(Rows from a segmentation dataset)
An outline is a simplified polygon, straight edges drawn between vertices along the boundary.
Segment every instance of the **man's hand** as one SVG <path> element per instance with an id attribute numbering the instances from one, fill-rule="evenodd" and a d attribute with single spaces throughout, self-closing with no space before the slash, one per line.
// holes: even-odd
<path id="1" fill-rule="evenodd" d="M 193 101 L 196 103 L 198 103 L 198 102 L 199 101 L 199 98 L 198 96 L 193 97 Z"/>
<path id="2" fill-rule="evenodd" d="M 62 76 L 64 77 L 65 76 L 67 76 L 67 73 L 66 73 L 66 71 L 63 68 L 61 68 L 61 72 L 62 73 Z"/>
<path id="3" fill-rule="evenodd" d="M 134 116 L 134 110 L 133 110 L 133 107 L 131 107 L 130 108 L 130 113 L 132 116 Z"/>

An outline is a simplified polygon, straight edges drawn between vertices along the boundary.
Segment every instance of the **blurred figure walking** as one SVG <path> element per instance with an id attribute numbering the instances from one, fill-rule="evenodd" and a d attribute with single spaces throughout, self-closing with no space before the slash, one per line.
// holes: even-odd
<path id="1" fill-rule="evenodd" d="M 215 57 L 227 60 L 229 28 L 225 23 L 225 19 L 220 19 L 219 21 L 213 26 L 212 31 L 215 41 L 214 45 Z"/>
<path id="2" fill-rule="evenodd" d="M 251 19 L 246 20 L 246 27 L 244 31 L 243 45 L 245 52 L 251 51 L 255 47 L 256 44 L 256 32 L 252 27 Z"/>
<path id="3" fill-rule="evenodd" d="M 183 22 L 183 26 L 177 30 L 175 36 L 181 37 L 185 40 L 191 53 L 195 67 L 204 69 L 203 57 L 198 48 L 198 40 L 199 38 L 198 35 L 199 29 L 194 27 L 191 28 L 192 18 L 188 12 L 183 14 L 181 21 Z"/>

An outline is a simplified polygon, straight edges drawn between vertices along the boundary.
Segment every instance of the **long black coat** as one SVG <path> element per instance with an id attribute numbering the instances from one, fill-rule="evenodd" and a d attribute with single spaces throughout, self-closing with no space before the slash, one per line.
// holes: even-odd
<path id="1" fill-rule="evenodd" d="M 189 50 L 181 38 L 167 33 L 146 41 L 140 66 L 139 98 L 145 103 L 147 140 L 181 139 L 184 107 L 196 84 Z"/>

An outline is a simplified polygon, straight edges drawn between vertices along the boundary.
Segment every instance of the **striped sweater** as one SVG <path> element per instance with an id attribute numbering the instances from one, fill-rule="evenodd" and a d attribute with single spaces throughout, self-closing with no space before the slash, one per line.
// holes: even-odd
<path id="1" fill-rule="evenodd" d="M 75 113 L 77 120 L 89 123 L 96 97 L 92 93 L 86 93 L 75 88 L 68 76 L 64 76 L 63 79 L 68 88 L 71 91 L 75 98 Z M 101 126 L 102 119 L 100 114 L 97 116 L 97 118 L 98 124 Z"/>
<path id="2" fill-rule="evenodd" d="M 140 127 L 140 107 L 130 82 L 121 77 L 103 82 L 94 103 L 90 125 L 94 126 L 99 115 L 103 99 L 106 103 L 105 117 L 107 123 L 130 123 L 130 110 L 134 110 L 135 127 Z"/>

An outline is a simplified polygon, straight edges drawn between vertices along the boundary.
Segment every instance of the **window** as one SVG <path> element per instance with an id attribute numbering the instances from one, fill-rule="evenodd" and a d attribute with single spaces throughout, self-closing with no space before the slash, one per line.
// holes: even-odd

*Aim*
Rewrite the entire listing above, replacing every occurrence of "simplified polygon" with "reduced polygon" and leaving everything else unchanged.

*Exercise output*
An outline is a reduced polygon, straight edges drawn between vertices along the boundary.
Segment every instance of the **man's hand** as one SVG <path> element per instance with an id attribute numbering the instances from one, fill-rule="evenodd" and a d attribute with single spaces throughout, self-closing with no space before the slash, one per line.
// holes: even-odd
<path id="1" fill-rule="evenodd" d="M 193 101 L 196 103 L 198 103 L 198 102 L 199 101 L 199 98 L 198 96 L 193 97 Z"/>
<path id="2" fill-rule="evenodd" d="M 62 76 L 64 77 L 65 76 L 67 76 L 67 73 L 66 73 L 66 71 L 63 68 L 61 68 L 61 72 L 62 73 Z"/>
<path id="3" fill-rule="evenodd" d="M 134 116 L 134 110 L 133 110 L 133 107 L 131 107 L 130 108 L 130 113 L 132 116 Z"/>

An outline is a reduced polygon, straight edges drawn between vertices along the boundary.
Segment every instance of the **blurred figure walking** as one SVG <path> element per instance with an id attribute numbering the instances from one, fill-rule="evenodd" and a d attribute with single spaces throughout, self-closing with no space before the slash, one per line.
// holes: even-odd
<path id="1" fill-rule="evenodd" d="M 215 57 L 227 60 L 229 28 L 225 23 L 225 19 L 220 19 L 219 21 L 213 26 L 212 31 L 215 41 L 214 45 Z"/>
<path id="2" fill-rule="evenodd" d="M 251 19 L 246 20 L 246 27 L 244 31 L 243 45 L 245 52 L 251 51 L 255 47 L 256 44 L 256 32 L 252 27 Z"/>
<path id="3" fill-rule="evenodd" d="M 183 22 L 183 26 L 177 30 L 175 36 L 181 37 L 185 40 L 191 53 L 195 67 L 204 69 L 203 57 L 198 48 L 198 40 L 199 38 L 198 35 L 199 29 L 194 27 L 191 28 L 192 18 L 188 12 L 183 14 L 181 21 Z"/>

An outline is a reduced polygon, straight edges drawn between vertices along the boundary.
Segment every instance of the **long black coat** as one SVG <path> element per instance with an id attribute numbering the instances from one, fill-rule="evenodd" and a d attribute with single spaces throughout, self-closing with no space before the slash, one per line.
// holes: even-odd
<path id="1" fill-rule="evenodd" d="M 189 50 L 181 38 L 167 33 L 146 41 L 140 66 L 139 98 L 145 103 L 147 140 L 181 139 L 184 107 L 196 84 Z"/>

An outline is a reduced polygon, straight edges drawn between vertices along the boundary.
Segment every instance of the **striped sweater** as one SVG <path> element per instance with an id attribute numbering the instances from one, fill-rule="evenodd" and a d attribute with single spaces throughout, self-closing with no space before the slash, one per line.
// holes: even-odd
<path id="1" fill-rule="evenodd" d="M 75 113 L 77 120 L 89 123 L 96 97 L 92 93 L 86 93 L 75 88 L 68 76 L 64 76 L 63 79 L 68 88 L 71 91 L 75 98 Z M 101 126 L 102 119 L 100 114 L 97 116 L 97 118 L 98 124 Z"/>
<path id="2" fill-rule="evenodd" d="M 140 127 L 140 107 L 130 82 L 121 77 L 103 82 L 94 103 L 90 125 L 94 126 L 99 115 L 103 99 L 106 103 L 105 117 L 107 123 L 130 123 L 130 110 L 134 110 L 135 127 Z"/>

An outline is a reduced polygon, straight edges drawn between vertices along the boundary.
Segment every instance of the **window** as one SVG <path> element per instance with an id attribute numbering the instances from one, fill-rule="evenodd" and a d attribute with single spaces throughout, self-closing with no space before the slash, one per line.
// holes: even-odd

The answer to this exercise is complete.